━━ Alıntı metin ━━

ABD'nin Penn State Üniversitesinde 3B biyoyazıcılarla organ basımı konusunda çalışmalar yürüten Doç. Dr. İbrahim Tarık Özbolat, Sanko Üniversitesinde düzenlenen bir etkinliğe katılmak üzere geldiği Gaziantep'te, AA muhabirine yaptığı açıklamada, yaklaşık 13 yıldır doku mühendisliği alanında araştırmalar yaptığını, şu anda da organ basımı alanında dünyanın sayılı laboratuvarlarından birini yönettiğini söyledi.
Mühendis ve kimyagerlerden cerrahlara, dişçilerden veterinerlere kadar pek çok alandan 20 kişilik ekibiyle 3B biyoyazıcılar ve kullanım alanlarıyla ilgili çalışmalar yürüttüğünü aktaran Özbolat, hücre, organ ve doku basımı işlemlerini yapan bu yazıcıların üretimini de yaptıklarını belirtti. Özbolat, şöyle devam etti:
"Biz şu anda laboratuvarımızda 12 çeşit doku yapıyoruz. Akciğer, deri, kemik, kıkırdak, pankreas, tümör modelleri, kalp, deri dokuları ya da ikisinin birlikte olduğu dokular yapıyoruz. Hepsinde hedeflenen nokta farklı. Örneğin akciğer modelinde daha çok akciğer hastalıklarının tedavilerinin çalışılabileceği doku modeli yapıp bunların denenmesini sağlıyoruz. Kanser tedavisinde de ilaçları, immün terapileri, hasta üzerinde denemeden önce nasıl sonuç vereceğini ürettiğimiz küçük dokular üzerinden görülebilir. Bu yapılan hataları asgariye indirecek bir teknoloji. Eczacılıkta, değişik ilaçların geliştirilmesi için pankreas modeli yapıyoruz. Tip1 ve Tip2 diyabet için üretilen ilaçlar, pankreastaki insülin üreten hücrelere nasıl etki edecek? Akciğer, pankreas gibi bazı organlarda test amaçlı dokular üretirken, transplant için organlar da üretmeye çalışıyoruz. Hastaya hiç geçmedik ama hayvan deneyleri yürütüyoruz."

━━━
━━ Veriler ━━

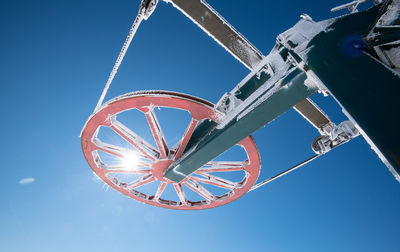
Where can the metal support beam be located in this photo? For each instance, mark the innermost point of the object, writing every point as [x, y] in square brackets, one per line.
[210, 21]
[366, 89]
[282, 95]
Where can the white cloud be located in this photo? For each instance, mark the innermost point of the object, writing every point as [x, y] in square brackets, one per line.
[26, 181]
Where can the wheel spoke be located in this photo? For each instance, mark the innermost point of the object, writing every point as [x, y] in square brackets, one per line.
[214, 180]
[139, 143]
[141, 181]
[196, 187]
[160, 190]
[157, 133]
[185, 139]
[110, 148]
[223, 166]
[121, 170]
[181, 193]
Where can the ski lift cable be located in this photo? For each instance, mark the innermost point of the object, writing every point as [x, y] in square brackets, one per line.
[146, 9]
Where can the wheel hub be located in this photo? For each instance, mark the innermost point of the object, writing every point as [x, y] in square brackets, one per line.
[158, 168]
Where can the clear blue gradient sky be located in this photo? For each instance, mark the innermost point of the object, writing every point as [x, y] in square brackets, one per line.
[56, 57]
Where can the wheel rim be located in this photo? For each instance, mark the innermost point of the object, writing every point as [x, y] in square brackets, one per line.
[153, 160]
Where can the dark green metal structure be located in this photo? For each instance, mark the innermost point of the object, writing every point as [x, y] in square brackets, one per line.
[341, 56]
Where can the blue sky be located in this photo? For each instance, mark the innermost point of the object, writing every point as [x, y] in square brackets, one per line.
[55, 59]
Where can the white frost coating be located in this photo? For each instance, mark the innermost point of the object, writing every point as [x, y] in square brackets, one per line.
[246, 47]
[278, 66]
[301, 34]
[121, 56]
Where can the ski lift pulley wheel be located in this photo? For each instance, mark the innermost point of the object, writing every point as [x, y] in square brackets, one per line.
[154, 161]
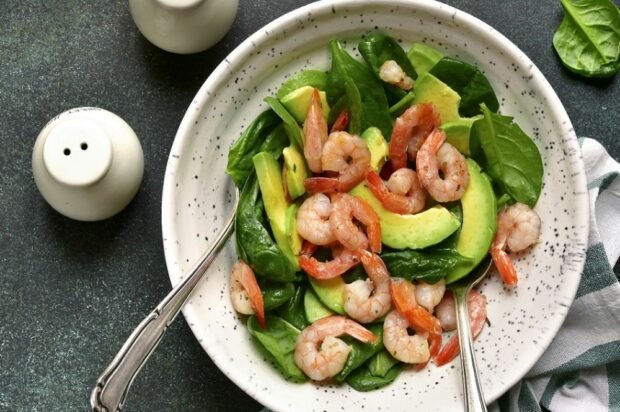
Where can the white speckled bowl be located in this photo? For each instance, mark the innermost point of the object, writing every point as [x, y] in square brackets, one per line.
[197, 198]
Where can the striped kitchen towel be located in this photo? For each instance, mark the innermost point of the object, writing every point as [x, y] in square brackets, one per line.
[580, 371]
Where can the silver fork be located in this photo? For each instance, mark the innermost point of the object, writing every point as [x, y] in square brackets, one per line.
[112, 387]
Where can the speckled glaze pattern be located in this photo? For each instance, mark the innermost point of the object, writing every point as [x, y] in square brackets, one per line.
[197, 199]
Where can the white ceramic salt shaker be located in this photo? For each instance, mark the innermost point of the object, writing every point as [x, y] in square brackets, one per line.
[183, 26]
[87, 163]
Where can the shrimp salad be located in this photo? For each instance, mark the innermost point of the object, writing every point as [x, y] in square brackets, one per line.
[365, 191]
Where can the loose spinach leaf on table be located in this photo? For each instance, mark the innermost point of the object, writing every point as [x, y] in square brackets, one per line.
[588, 38]
[469, 82]
[378, 48]
[254, 243]
[313, 78]
[429, 265]
[365, 97]
[278, 340]
[508, 155]
[361, 352]
[258, 137]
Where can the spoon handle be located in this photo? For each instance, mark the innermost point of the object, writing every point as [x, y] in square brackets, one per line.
[113, 385]
[474, 399]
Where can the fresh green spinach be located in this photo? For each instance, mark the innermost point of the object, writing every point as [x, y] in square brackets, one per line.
[429, 265]
[254, 243]
[291, 126]
[278, 339]
[588, 38]
[366, 100]
[293, 310]
[261, 135]
[361, 352]
[313, 78]
[508, 155]
[276, 294]
[378, 48]
[469, 82]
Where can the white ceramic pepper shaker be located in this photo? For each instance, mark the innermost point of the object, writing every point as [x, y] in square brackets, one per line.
[87, 163]
[183, 26]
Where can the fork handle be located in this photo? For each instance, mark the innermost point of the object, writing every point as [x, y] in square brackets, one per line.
[112, 387]
[472, 390]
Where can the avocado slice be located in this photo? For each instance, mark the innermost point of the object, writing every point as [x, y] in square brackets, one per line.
[423, 57]
[378, 147]
[429, 89]
[410, 231]
[479, 221]
[458, 131]
[295, 171]
[298, 101]
[314, 308]
[330, 292]
[276, 205]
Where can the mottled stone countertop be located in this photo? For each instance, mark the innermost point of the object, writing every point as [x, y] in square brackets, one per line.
[71, 292]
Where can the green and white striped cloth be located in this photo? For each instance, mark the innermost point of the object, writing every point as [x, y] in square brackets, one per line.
[580, 371]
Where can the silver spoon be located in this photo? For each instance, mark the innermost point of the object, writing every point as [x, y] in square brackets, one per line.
[472, 390]
[113, 385]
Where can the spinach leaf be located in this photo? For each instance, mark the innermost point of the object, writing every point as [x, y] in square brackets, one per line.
[276, 294]
[365, 96]
[313, 78]
[253, 140]
[362, 380]
[588, 38]
[378, 48]
[278, 339]
[293, 310]
[290, 124]
[429, 265]
[510, 156]
[254, 243]
[469, 82]
[380, 364]
[361, 352]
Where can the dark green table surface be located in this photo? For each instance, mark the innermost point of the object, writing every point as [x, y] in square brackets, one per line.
[71, 292]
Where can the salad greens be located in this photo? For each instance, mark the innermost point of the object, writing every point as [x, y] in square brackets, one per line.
[378, 48]
[508, 155]
[588, 38]
[264, 234]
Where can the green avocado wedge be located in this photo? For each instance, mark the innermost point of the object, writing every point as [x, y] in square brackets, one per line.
[410, 231]
[479, 222]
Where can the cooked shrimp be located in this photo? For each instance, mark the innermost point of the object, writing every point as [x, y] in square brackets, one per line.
[402, 193]
[315, 133]
[445, 311]
[404, 347]
[435, 156]
[313, 220]
[330, 269]
[368, 300]
[429, 295]
[403, 296]
[343, 153]
[390, 72]
[518, 227]
[245, 294]
[346, 207]
[409, 132]
[477, 308]
[319, 352]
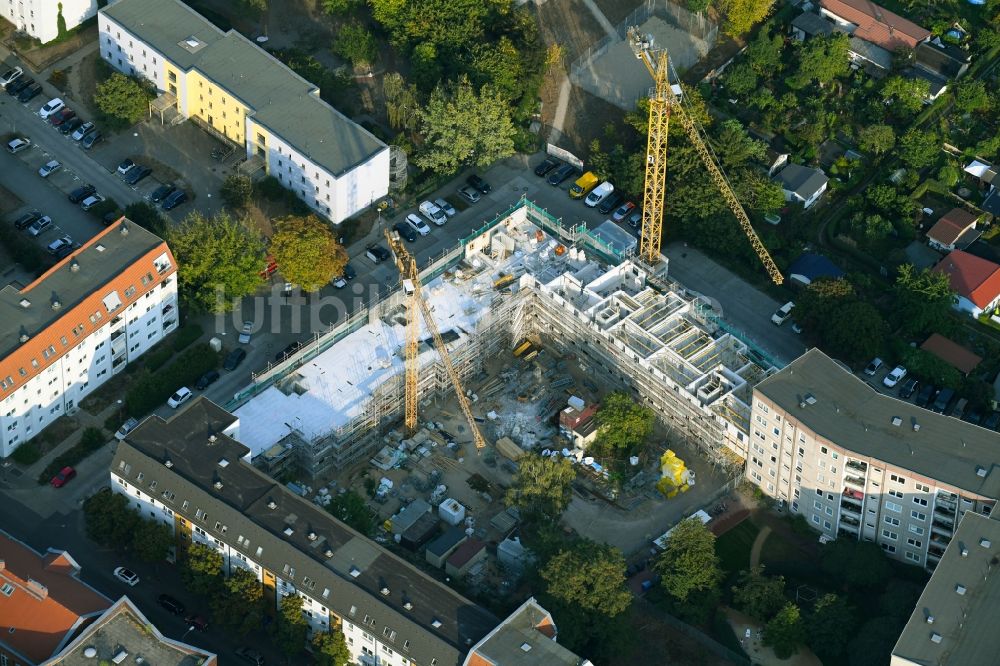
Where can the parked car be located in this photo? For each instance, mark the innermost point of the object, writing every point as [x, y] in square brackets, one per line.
[91, 201]
[481, 185]
[174, 200]
[49, 168]
[469, 194]
[171, 604]
[40, 225]
[83, 130]
[206, 380]
[246, 332]
[234, 358]
[81, 193]
[177, 399]
[405, 231]
[17, 145]
[64, 476]
[545, 167]
[127, 576]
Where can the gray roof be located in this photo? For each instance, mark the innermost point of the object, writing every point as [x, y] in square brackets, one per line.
[964, 623]
[250, 504]
[804, 181]
[849, 412]
[281, 100]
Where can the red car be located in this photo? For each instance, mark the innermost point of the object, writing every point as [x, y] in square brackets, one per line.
[63, 477]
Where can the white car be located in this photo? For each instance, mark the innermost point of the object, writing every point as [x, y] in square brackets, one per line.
[245, 332]
[17, 145]
[176, 400]
[49, 168]
[895, 376]
[417, 224]
[53, 106]
[127, 576]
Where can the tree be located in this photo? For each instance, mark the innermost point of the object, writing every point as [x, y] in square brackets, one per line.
[623, 425]
[741, 15]
[330, 648]
[123, 100]
[785, 633]
[351, 508]
[306, 251]
[219, 260]
[355, 44]
[830, 620]
[541, 488]
[461, 127]
[689, 564]
[202, 570]
[877, 139]
[757, 595]
[591, 577]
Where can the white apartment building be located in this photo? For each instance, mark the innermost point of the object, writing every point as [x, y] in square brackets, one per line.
[244, 96]
[40, 18]
[191, 474]
[858, 464]
[79, 324]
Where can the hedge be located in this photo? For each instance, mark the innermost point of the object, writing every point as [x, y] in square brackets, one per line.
[153, 389]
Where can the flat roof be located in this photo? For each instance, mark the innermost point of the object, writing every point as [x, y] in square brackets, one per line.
[848, 412]
[280, 99]
[962, 598]
[293, 537]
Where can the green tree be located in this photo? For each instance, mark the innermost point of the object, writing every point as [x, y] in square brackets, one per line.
[461, 127]
[542, 487]
[306, 251]
[123, 100]
[688, 564]
[877, 139]
[757, 595]
[741, 15]
[201, 570]
[330, 648]
[219, 260]
[355, 44]
[623, 425]
[351, 508]
[785, 632]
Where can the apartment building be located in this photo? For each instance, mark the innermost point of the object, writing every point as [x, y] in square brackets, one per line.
[245, 96]
[189, 473]
[40, 18]
[858, 464]
[79, 324]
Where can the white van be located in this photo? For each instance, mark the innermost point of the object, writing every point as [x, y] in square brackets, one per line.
[599, 194]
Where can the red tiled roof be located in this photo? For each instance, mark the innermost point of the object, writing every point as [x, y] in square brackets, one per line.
[877, 24]
[951, 226]
[976, 279]
[951, 353]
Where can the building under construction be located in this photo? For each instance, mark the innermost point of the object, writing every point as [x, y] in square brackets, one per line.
[523, 276]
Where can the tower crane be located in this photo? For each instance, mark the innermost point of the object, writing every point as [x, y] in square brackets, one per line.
[407, 265]
[661, 103]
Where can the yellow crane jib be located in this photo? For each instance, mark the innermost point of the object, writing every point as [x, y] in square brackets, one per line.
[662, 101]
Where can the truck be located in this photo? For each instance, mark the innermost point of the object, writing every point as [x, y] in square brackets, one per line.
[583, 185]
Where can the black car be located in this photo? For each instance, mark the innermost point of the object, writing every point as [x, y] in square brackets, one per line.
[234, 358]
[161, 193]
[81, 193]
[559, 176]
[610, 203]
[136, 174]
[405, 231]
[171, 604]
[207, 380]
[478, 183]
[548, 165]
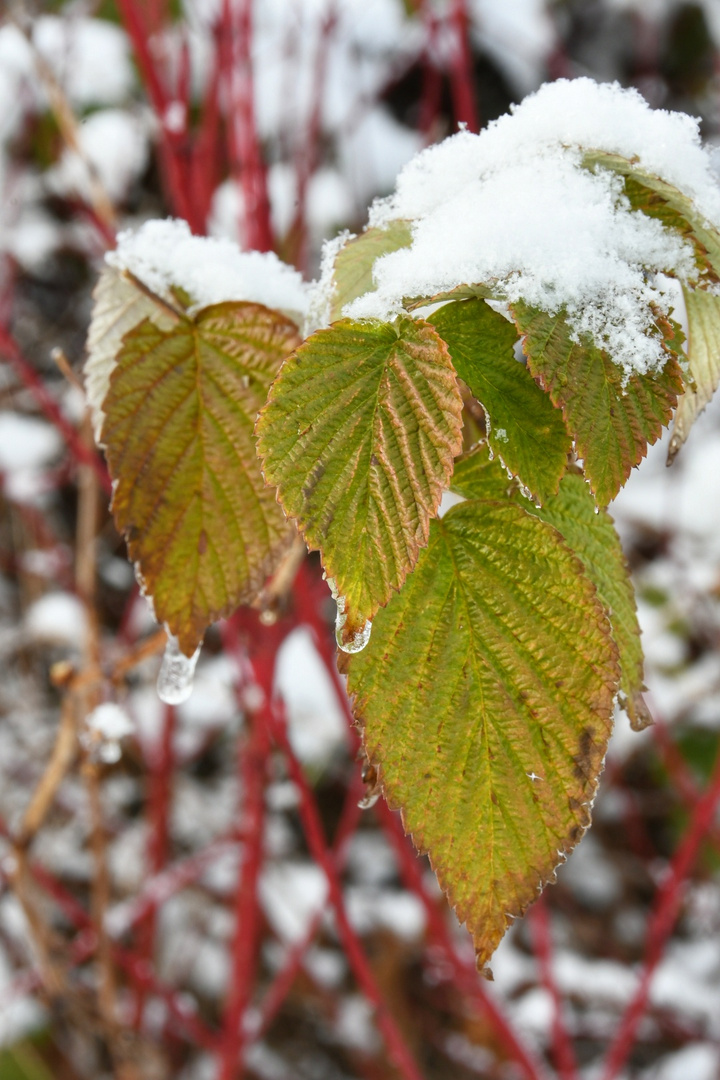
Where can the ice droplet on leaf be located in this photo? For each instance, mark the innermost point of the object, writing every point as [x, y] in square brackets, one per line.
[176, 672]
[347, 642]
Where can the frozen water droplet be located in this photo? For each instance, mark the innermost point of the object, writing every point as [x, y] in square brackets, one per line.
[176, 672]
[358, 639]
[349, 643]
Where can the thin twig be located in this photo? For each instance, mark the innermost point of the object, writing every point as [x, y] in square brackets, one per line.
[662, 920]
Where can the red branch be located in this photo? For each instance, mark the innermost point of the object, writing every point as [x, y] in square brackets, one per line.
[662, 920]
[246, 160]
[461, 71]
[29, 378]
[160, 780]
[252, 765]
[562, 1052]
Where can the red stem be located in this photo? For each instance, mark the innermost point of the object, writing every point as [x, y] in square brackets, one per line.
[662, 920]
[160, 781]
[542, 937]
[461, 72]
[190, 1027]
[283, 982]
[29, 378]
[465, 974]
[252, 763]
[354, 952]
[467, 980]
[246, 160]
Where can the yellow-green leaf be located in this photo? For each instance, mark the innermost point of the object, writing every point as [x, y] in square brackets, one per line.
[486, 698]
[612, 417]
[190, 498]
[704, 364]
[656, 198]
[358, 435]
[591, 534]
[525, 430]
[354, 262]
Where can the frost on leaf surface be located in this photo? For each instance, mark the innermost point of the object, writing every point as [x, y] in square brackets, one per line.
[189, 495]
[166, 257]
[486, 696]
[524, 428]
[704, 363]
[591, 534]
[611, 417]
[352, 275]
[521, 210]
[358, 436]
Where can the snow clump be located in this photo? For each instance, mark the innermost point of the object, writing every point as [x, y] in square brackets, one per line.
[515, 208]
[164, 254]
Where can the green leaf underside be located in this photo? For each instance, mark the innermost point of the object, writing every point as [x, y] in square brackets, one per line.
[178, 431]
[353, 264]
[358, 436]
[612, 417]
[593, 538]
[655, 198]
[459, 293]
[525, 430]
[119, 306]
[494, 664]
[704, 363]
[591, 535]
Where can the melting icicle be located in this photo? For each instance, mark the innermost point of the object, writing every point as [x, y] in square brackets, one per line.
[355, 643]
[176, 672]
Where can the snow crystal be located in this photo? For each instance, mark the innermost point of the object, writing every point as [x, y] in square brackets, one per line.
[90, 56]
[110, 720]
[291, 894]
[163, 254]
[515, 207]
[114, 143]
[26, 443]
[700, 1061]
[316, 725]
[57, 619]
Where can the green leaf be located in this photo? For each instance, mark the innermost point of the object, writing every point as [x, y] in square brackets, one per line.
[477, 475]
[589, 532]
[591, 535]
[358, 436]
[704, 364]
[119, 307]
[478, 292]
[486, 698]
[659, 199]
[525, 430]
[354, 262]
[190, 498]
[611, 416]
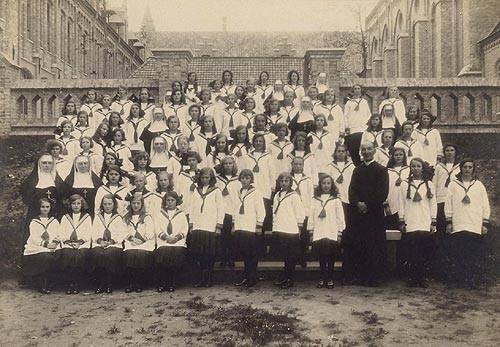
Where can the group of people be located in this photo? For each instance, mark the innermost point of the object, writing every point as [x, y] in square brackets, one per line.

━━━

#### Çalışma yönergesi A:
Alıntı metne göre Özbolat'ın ekibi kaç kişiden oluşuyor?
#### Çalışma yönergesi B:
Alıntı metni iki cümleyle özetleyin.
#### Çalışma yönergesi C:
Alıntı metinde Özbolat'ın ekibindeki kişilerin geldiği alanlara örnek olarak adı geçen meslekleri sıralayın.
Yanıtlarınızı yalnızca alıntı metne dayandırın.

#### Yazılı yanıt A:
Ekip 20 kişiden oluşuyor.

#### Yazılı yanıt B:
Penn State Üniversitesinde organ basımı üzerine çalışan Doç. Dr. İbrahim Tarık Özbolat, yaklaşık 13 yıldır doku mühendisliği alanında araştırma yaptığını ve farklı alanlardan gelen 20 kişilik ekibiyle 3B biyoyazıcılar üretip bunların kullanım alanlarını incelediğini söyledi. Laboratuvarlarında akciğer, pankreas ve tümör modelleri gibi 12 çeşit doku yaptıklarını, bu dokular sayesinde ilaç ve tedavilerin sonuçlarının hastada denenmeden önce görülebildiğini, ayrıca transplant için organ üretmeye çalıştıklarını ve şimdilik hayvan deneyleri yürüttüklerini belirtti.

#### Yazılı yanıt C:
Mühendis, kimyager, cerrah, dişçi, veteriner.